TEXT SECTION:

= = = =

Winemaker Jean-Claude Zabalia has presided over Chateau St. Martin de la Garrigue for more than 20 years, making gradual modernizations, including the renovation of the cellars and the adoption of environmentally friendly (as opposed to strict organic) growing practices (he's certified by a French program called Terra Vitis--French only, sorry). Working slowly and carefully seems to be the way to go when you're overseeing a property that has a chapel that dates to the 9th Century and archeological evidence of human presence on the property since the Iron Age (in southern France, that's around 300 BC, give or take a few centuries). The 124-acre vineyard is near Pézenas, the hometown of Molière, and overlooks the Hérault River.
“Bronzinelle” is a blend of 43% Syrah, 18.5% Mourvèdre, 17.5% Grenache, and 21% Carignan.
The Syrah and Carignan are vinified using whole grape clusters; the Mourvèdre and Grenache are destemmed. The juices are blended at the end of fermentation, then spend 12-15 months in used barrels. The finished wine undergoes a series of rackings, but there is no filtration or fining.
Château Saint Martin de la Garrigue “Bronzinelle” Coteaux du Languedoc 2009: The wine has notes of cassis, laurel, thyme, and smoke; big black fruit flavors, and an almost creamy texture. A fine tannic structure underpins all this luxuriousness. This wants decanting; an hour seems about right. It was very good with grilled pork and couscous. At about $20 it provides a disproportionate amount of pleasure for the price. I was intrigued to learn that there is also a white version of Bronzinelle, made from marsanne, roussanne, grenache blanc, picpoul, viognier, and terret. Zabalia also makes a Picpoul de Pinet which has a super reputation and which I hope to run into one day. We got this at the Asheville Wine Market; I believe Josh at TableWine has it also, and may have waved a bottle of the white in front of me as well.
*When the crickets and insects are buzzing away during summer in the vineyard, the Languedociens say that they are 'bronzinent', hence the name “Bronzinelle.”

= = = =

DATASET ENTRIES:

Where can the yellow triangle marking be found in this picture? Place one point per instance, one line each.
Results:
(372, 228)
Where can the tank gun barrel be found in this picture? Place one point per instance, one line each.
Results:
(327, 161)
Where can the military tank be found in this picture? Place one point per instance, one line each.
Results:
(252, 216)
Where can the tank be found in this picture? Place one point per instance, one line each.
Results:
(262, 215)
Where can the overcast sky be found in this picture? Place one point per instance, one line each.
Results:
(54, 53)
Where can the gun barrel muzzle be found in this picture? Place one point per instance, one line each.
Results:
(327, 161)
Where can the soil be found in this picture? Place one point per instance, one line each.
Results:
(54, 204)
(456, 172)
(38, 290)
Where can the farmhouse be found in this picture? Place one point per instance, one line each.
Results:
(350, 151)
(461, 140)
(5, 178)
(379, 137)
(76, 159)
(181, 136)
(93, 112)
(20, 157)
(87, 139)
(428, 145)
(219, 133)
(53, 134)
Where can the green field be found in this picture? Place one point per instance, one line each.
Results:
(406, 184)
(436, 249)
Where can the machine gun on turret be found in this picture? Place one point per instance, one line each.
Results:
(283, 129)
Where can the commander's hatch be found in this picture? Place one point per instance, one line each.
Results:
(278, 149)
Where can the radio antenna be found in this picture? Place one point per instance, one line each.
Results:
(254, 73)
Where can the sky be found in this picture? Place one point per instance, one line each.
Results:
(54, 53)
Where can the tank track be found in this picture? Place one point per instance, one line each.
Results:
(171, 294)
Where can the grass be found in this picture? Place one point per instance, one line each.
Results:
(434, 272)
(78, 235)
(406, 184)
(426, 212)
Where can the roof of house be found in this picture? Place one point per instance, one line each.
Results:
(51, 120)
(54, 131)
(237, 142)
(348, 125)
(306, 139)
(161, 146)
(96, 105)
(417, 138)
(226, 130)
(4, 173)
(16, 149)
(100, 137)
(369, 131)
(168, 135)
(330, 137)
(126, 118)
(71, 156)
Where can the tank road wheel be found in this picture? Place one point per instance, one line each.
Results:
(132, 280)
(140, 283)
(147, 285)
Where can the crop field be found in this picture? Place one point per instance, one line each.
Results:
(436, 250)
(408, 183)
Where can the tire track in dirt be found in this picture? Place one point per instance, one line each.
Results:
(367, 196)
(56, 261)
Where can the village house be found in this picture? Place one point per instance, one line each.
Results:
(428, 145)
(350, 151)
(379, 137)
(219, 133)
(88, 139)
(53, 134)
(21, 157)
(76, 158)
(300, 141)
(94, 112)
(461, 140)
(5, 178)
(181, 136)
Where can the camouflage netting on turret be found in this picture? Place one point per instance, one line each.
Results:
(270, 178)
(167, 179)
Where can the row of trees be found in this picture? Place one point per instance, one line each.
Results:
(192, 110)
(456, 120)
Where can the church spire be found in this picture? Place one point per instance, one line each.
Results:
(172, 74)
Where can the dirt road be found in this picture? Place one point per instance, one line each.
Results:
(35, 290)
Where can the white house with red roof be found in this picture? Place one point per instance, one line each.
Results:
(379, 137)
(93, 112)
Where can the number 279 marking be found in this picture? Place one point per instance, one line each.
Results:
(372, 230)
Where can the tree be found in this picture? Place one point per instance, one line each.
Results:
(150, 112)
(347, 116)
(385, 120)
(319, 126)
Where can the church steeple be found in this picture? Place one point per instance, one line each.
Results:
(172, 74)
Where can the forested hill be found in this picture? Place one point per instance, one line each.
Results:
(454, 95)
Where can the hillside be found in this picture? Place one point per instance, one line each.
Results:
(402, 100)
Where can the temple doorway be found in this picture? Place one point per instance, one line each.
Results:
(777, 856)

= = = =

TASK INSTRUCTIONS:
Answer these questions from the wine review.
1. What is the size of the vineyard?
2. Which two grapes in "Bronzinelle" are destemmed?
3. How long should the wine be decanted, according to the review?
The data above is separate material, unrelated to the wine review.

ANSWER TO THIS TASK:
1. 124 acres.
2. Mourvèdre and Grenache.
3. About an hour.